GIVEN PROBLEM:
Retype the items below word for word, with every line and number unchanged.

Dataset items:

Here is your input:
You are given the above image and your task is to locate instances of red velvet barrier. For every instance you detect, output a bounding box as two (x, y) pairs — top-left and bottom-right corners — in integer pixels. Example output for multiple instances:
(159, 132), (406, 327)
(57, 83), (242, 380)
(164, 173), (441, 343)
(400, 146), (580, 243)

OUTPUT OF THE EXERCISE:
Here is your input:
You are given the above image and your task is to locate instances of red velvet barrier. For every instance you detect, output a bounding box as two (x, y) pairs — top-left and bottom-right corners — in integer pixels. Example output for multiple instances:
(159, 132), (406, 327)
(57, 83), (242, 380)
(164, 173), (441, 343)
(400, 146), (580, 243)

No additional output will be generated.